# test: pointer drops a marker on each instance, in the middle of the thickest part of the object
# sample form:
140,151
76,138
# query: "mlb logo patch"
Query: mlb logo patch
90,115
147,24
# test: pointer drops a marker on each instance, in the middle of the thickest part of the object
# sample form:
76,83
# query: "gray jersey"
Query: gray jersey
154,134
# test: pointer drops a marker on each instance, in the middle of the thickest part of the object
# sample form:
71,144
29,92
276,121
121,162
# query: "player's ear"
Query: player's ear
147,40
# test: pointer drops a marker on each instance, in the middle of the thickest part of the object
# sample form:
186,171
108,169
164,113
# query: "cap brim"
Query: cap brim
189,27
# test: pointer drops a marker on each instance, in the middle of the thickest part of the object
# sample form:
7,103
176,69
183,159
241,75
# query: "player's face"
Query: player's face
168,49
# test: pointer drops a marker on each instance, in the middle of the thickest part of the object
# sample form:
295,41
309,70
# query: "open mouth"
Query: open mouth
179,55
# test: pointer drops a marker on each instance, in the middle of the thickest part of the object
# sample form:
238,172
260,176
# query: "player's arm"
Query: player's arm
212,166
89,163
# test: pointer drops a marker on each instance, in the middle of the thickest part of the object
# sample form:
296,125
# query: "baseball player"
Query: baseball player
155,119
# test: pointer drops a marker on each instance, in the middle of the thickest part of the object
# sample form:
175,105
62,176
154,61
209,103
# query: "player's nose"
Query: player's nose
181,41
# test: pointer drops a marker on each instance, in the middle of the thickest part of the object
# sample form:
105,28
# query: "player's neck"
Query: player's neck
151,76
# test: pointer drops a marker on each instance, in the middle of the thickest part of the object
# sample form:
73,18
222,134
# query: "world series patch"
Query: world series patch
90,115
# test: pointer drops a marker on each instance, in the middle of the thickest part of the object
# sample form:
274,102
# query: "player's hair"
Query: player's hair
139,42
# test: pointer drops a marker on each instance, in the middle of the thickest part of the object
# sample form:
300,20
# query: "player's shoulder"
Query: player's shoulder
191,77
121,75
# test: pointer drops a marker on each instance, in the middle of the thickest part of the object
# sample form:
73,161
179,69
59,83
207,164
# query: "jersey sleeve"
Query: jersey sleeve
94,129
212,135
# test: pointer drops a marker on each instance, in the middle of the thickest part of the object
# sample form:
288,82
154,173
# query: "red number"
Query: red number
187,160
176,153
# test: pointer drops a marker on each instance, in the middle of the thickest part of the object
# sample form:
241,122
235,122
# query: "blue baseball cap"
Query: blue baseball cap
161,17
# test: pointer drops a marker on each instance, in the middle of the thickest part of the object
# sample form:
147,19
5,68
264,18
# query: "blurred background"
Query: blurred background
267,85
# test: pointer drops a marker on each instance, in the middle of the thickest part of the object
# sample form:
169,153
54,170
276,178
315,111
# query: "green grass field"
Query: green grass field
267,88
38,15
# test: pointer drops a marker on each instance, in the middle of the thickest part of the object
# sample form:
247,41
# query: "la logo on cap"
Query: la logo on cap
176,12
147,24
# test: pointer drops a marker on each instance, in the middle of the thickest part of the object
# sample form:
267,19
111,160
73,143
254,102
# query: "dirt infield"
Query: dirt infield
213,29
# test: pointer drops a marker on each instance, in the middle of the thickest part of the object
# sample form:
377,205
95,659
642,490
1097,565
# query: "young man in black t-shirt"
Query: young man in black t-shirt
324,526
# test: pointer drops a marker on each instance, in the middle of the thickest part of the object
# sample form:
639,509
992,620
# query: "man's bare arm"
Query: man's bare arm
============
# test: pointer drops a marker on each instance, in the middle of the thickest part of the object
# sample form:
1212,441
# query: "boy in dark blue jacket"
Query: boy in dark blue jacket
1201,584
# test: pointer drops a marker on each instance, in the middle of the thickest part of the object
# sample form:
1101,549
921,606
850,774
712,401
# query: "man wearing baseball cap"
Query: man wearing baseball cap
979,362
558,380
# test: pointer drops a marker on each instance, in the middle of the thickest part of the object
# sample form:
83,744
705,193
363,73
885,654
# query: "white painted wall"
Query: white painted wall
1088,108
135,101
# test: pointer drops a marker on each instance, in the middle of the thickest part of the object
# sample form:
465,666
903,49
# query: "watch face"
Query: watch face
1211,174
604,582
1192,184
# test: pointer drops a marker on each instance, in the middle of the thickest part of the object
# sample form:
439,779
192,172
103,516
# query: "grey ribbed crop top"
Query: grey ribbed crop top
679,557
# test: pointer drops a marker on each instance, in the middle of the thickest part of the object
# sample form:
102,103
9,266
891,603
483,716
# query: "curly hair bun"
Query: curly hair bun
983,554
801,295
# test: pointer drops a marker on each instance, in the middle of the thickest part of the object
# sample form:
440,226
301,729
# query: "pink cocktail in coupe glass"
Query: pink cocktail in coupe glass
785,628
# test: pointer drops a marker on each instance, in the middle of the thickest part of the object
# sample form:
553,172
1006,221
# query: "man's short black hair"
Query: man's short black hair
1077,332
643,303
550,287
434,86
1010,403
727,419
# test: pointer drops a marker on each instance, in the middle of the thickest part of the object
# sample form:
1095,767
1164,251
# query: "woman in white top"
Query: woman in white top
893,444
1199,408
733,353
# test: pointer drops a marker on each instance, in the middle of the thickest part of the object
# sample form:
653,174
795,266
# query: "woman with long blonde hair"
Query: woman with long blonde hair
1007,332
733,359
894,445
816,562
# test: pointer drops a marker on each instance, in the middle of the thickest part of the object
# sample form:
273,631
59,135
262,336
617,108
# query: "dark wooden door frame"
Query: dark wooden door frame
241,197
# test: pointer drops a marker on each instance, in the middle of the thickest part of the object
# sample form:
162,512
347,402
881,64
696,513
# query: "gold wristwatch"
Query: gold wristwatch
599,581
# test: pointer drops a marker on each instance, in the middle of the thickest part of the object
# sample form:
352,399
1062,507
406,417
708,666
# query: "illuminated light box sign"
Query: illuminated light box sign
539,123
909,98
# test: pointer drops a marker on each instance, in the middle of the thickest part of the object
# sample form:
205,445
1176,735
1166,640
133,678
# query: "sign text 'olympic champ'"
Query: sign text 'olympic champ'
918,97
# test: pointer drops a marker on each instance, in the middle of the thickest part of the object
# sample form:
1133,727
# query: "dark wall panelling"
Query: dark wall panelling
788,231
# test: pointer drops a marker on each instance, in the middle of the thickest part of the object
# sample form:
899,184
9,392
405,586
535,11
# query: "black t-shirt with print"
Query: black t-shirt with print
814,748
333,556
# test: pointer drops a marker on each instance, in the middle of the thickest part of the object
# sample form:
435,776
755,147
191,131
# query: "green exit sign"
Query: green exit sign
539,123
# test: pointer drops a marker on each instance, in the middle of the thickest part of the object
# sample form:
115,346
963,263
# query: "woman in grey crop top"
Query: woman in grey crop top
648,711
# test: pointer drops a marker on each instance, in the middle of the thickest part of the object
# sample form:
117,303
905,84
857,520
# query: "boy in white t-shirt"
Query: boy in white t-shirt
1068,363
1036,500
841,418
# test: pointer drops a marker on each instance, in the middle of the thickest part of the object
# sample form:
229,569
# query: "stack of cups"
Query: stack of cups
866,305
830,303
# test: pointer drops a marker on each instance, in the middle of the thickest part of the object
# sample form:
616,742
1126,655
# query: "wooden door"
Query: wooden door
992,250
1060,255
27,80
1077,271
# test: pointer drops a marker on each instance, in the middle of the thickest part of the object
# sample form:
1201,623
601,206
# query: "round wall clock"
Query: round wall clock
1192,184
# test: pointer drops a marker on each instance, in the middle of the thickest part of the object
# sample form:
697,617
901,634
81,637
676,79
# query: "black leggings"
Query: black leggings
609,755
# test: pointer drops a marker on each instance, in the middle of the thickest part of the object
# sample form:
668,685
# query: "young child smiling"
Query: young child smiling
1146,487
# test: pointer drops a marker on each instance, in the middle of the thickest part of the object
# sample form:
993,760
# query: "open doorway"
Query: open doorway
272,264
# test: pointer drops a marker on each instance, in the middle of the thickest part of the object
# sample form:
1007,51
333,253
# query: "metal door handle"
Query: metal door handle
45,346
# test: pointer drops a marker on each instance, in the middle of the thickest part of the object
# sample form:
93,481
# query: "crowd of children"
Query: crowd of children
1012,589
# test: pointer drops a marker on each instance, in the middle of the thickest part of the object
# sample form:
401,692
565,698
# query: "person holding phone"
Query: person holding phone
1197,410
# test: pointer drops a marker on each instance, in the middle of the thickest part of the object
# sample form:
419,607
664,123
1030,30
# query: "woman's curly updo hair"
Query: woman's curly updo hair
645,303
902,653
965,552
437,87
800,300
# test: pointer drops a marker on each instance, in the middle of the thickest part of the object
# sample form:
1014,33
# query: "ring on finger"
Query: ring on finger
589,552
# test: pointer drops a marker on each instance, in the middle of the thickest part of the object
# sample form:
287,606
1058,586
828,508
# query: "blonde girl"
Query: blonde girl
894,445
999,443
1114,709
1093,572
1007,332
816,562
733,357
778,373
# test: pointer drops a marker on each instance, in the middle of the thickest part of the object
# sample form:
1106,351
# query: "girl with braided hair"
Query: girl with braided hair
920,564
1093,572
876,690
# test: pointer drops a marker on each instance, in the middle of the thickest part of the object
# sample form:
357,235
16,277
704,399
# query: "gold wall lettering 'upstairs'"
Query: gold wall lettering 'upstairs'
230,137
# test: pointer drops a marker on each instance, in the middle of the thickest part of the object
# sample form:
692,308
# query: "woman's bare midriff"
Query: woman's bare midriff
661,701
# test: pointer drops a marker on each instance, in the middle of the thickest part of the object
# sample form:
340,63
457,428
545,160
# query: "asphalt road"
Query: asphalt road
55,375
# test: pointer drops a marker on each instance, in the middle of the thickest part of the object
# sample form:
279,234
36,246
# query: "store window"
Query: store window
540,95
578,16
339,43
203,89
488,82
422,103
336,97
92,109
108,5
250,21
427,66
============
Extract every line of the data above that contains the word "metal".

• **Answer**
# query: "metal door handle"
Query: metal door handle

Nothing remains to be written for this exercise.